[Material for the task]

══════════════════════════════

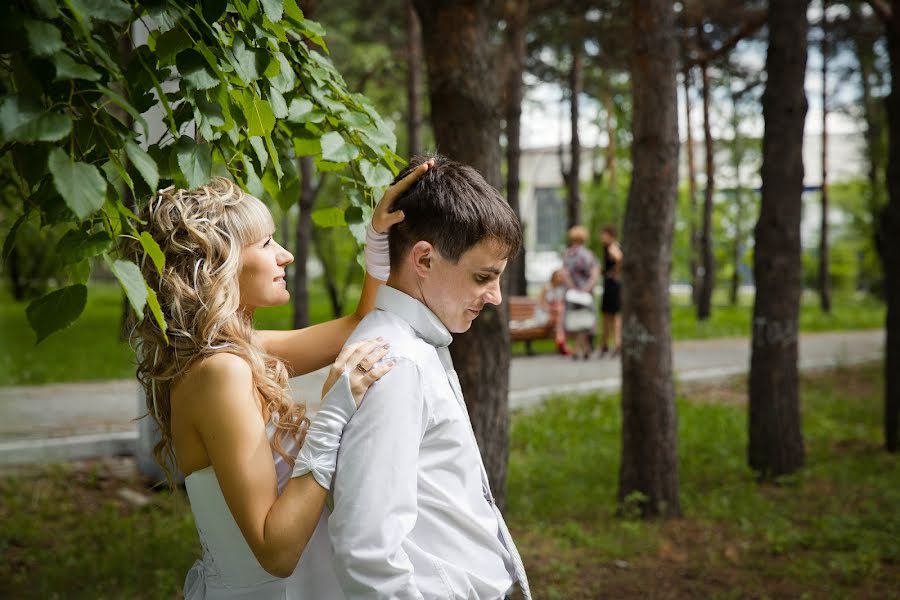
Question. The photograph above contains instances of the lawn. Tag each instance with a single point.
(91, 349)
(833, 531)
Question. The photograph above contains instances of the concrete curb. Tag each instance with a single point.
(79, 447)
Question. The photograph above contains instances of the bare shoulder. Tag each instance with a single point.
(216, 380)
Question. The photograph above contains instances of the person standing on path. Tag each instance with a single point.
(611, 305)
(582, 272)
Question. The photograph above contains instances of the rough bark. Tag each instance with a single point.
(612, 182)
(692, 191)
(648, 476)
(573, 183)
(824, 267)
(889, 249)
(463, 89)
(516, 46)
(308, 190)
(776, 439)
(413, 80)
(708, 270)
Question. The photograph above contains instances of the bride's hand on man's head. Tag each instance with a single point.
(359, 361)
(383, 219)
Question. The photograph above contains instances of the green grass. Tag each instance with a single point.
(831, 531)
(91, 349)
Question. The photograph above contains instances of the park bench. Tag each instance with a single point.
(522, 322)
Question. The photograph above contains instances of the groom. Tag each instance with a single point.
(413, 514)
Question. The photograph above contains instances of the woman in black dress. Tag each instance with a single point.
(611, 305)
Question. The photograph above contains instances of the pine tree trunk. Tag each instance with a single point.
(463, 89)
(413, 80)
(304, 235)
(824, 252)
(776, 439)
(692, 193)
(888, 246)
(648, 475)
(708, 271)
(516, 30)
(573, 182)
(612, 182)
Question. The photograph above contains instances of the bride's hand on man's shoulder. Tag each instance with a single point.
(360, 361)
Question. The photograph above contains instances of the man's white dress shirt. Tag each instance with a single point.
(413, 513)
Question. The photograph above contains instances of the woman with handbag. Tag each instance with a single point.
(583, 271)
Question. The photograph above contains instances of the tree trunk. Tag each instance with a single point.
(824, 262)
(516, 30)
(304, 234)
(889, 248)
(692, 193)
(573, 182)
(776, 439)
(413, 80)
(612, 182)
(708, 271)
(463, 90)
(648, 475)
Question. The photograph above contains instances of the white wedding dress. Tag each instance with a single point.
(229, 570)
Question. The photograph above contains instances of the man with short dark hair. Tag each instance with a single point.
(413, 512)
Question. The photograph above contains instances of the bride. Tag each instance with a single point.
(218, 389)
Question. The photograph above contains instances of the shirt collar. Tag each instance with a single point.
(420, 318)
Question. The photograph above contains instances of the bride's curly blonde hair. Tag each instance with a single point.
(201, 233)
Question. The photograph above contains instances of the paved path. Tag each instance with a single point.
(77, 420)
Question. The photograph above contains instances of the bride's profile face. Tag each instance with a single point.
(261, 278)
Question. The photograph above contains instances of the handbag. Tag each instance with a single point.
(579, 298)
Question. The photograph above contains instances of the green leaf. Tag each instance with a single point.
(20, 123)
(329, 217)
(194, 160)
(279, 106)
(80, 184)
(299, 109)
(259, 146)
(259, 115)
(245, 60)
(193, 69)
(10, 241)
(129, 275)
(144, 164)
(77, 245)
(375, 175)
(336, 149)
(285, 80)
(43, 37)
(156, 309)
(273, 9)
(56, 310)
(114, 11)
(170, 43)
(67, 68)
(153, 251)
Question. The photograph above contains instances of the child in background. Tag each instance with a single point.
(552, 300)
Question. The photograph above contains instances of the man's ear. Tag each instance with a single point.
(422, 258)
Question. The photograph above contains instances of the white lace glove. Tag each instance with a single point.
(318, 455)
(378, 257)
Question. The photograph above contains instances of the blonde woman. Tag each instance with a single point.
(218, 389)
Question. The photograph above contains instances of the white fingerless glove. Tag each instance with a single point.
(378, 256)
(318, 455)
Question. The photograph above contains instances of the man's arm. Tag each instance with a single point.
(375, 488)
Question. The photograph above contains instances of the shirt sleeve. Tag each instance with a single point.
(375, 488)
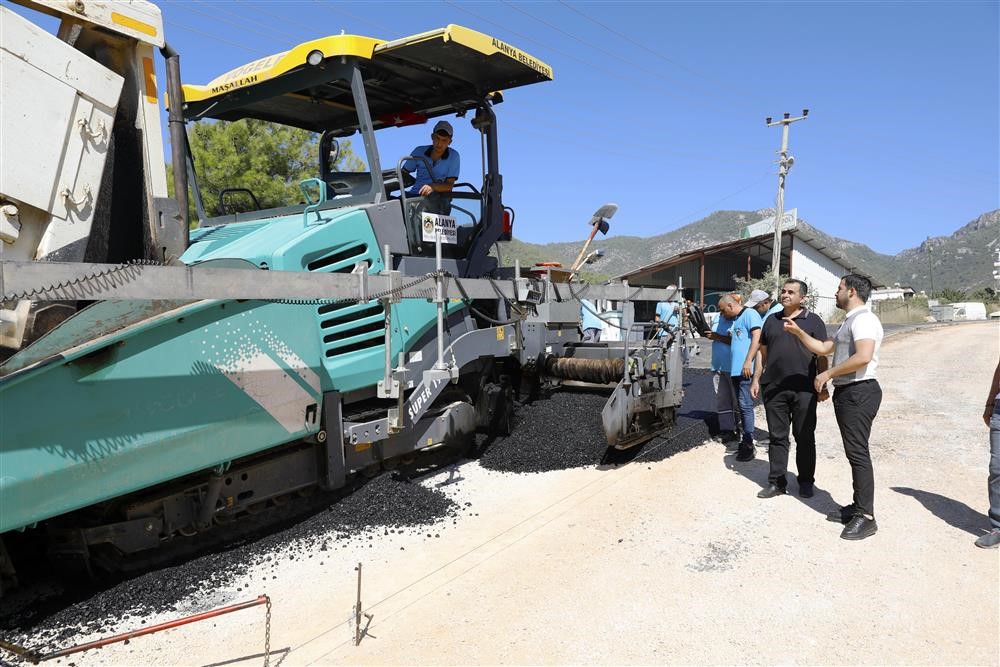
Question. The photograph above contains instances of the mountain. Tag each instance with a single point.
(961, 261)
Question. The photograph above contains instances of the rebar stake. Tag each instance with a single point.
(358, 613)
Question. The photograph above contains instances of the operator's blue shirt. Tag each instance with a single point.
(589, 319)
(445, 168)
(720, 351)
(747, 321)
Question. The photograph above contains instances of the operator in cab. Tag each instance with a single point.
(437, 183)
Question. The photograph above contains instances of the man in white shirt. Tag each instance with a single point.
(857, 395)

══════════════════════════════

[Directive] Recast every line of the records above as a numbered list, leaving out blank lines. Omit the pictures from your list.

[Finished task]
1. Question. The photograph above contains instances of the lawn. Tag each instance with a single point.
2. (91, 349)
3. (833, 531)
4. Question. The photograph above contains instances of the concrete curb. Tag each instance with a single point.
5. (79, 447)
6. Question. The photograph above contains instances of the bare shoulder. Tag each instance with a single point.
7. (216, 380)
8. Question. The photograph above contains instances of the person standing on path. Tag each instance with a single point.
9. (611, 305)
10. (582, 272)
11. Question. The photograph above contains instances of the rough bark. Tag each instance with a single point.
12. (612, 182)
13. (692, 191)
14. (648, 476)
15. (573, 183)
16. (824, 267)
17. (889, 249)
18. (463, 89)
19. (516, 46)
20. (308, 190)
21. (776, 439)
22. (413, 80)
23. (708, 270)
24. Question. The photograph above contains instances of the bride's hand on man's head. Tag each instance with a single point.
25. (359, 361)
26. (383, 219)
27. Question. The photograph above contains instances of the green grass. Tag each instance with a single point.
28. (831, 531)
29. (91, 349)
30. Question. The photograph above contains instances of the park bench. Tag each instance with a single point.
31. (522, 322)
32. Question. The photograph above contains instances of the groom. Tag each instance with a single point.
33. (413, 514)
34. Question. The photograph above contains instances of the woman in black dress. Tag each instance with a single point.
35. (611, 305)
36. Question. The photograph above contains instances of the pine tree trunk. Tag each instance with a single point.
37. (463, 89)
38. (413, 80)
39. (304, 235)
40. (824, 252)
41. (776, 439)
42. (692, 193)
43. (888, 246)
44. (648, 475)
45. (708, 271)
46. (516, 30)
47. (573, 182)
48. (612, 182)
49. Question. The photograph above contains instances of the bride's hand on man's shoulder. Tag each instance with a single point.
50. (360, 361)
51. Question. The photograph above contains instances of the man's white dress shirt. Tag each instance with a single point.
52. (413, 513)
53. Question. The photograph above contains instances of the woman with handbag. Tag each instance with a single point.
54. (583, 271)
55. Question. The photograph above contains instances of the tree trunk. Tag each instance with a single point.
56. (824, 262)
57. (516, 30)
58. (304, 234)
59. (889, 248)
60. (692, 193)
61. (573, 182)
62. (776, 439)
63. (413, 80)
64. (612, 182)
65. (708, 271)
66. (463, 90)
67. (648, 475)
68. Question. The photograph above contains instances of the white wedding dress. Tag each instance with a single point.
69. (229, 570)
70. Question. The photograph above contains instances of the man with short dark hair. Tag each instance with a single point.
71. (413, 512)
72. Question. The photograph above contains instances of the bride. Tag each instance with a single point.
73. (218, 389)
74. Question. The photograph above contains instances of the shirt collar. Tag each instance with a single point.
75. (420, 318)
76. Question. The photograph above contains instances of the bride's curly blonde hair. Tag each instance with a single point.
77. (201, 233)
78. Question. The photograph above contains instances of the paved path. Tag each instance with a single point.
79. (77, 420)
80. Question. The photograph above contains instances of the bride's profile face. Tag each instance with a single point.
81. (261, 278)
82. Question. The photograph above contains instances of the handbag. Tag each instance with a single point.
83. (579, 298)
84. Question. The photograph above contains instances of the green leaf. Tag each instance with a single point.
85. (20, 123)
86. (329, 217)
87. (194, 160)
88. (279, 106)
89. (80, 184)
90. (299, 109)
91. (259, 146)
92. (259, 115)
93. (245, 60)
94. (193, 69)
95. (10, 241)
96. (129, 275)
97. (144, 164)
98. (77, 245)
99. (375, 175)
100. (336, 149)
101. (285, 80)
102. (43, 37)
103. (156, 309)
104. (273, 9)
105. (56, 310)
106. (114, 11)
107. (170, 43)
108. (67, 68)
109. (153, 251)
110. Question. The photograph above contains instances of the child in background. Tag each instance with a single point.
111. (552, 300)
112. Question. The photograph above contains instances of the man's ear. Tag each instance with a single point.
113. (422, 258)
114. Question. The photograph above contains instances of the white lace glove. Tag each instance with a single point.
115. (318, 455)
116. (378, 257)
117. Question. The photograph above contains instances of the blonde woman. Tag each instance with a single point.
118. (218, 389)
119. Question. The photograph above contains instances of the white fingerless glove. Tag each instance with a single point.
120. (378, 256)
121. (318, 455)
122. Question. The photograph above contains instances of the man's arm. Tag each instance with a single point.
123. (375, 488)
124. Question. The photograph above contains instances of the shirt sleeve. Tag each instance with a single point.
125. (375, 488)
126. Question. The photograph above contains instances of the mountain. Tag each instance with a single point.
127. (961, 261)
128. Question. The photograph above contains instances of the rebar stake. Tag each instance with a single point.
129. (358, 613)
130. Question. The photograph above contains instances of the operator's blue shirt. Tag each instance with a single point.
131. (589, 319)
132. (445, 168)
133. (720, 351)
134. (747, 321)
135. Question. The photograph above contains instances of the operator in cab. Tag each instance with a single point.
136. (437, 183)
137. Question. The photograph above contains instances of the man in white shirt. Tag each instance with a single point.
138. (857, 395)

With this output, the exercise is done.